**Work to be completed**
What is needed is an exact retyping of each entry, pictures excluded.

**Saved entries**
= = = = = = =

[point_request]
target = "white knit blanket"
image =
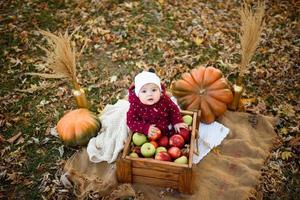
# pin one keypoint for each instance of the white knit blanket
(110, 140)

= = = = = = =

**Response**
[point_request]
target = "white knit blanket"
image =
# pin one keypoint for each instance of the white knit blanket
(110, 140)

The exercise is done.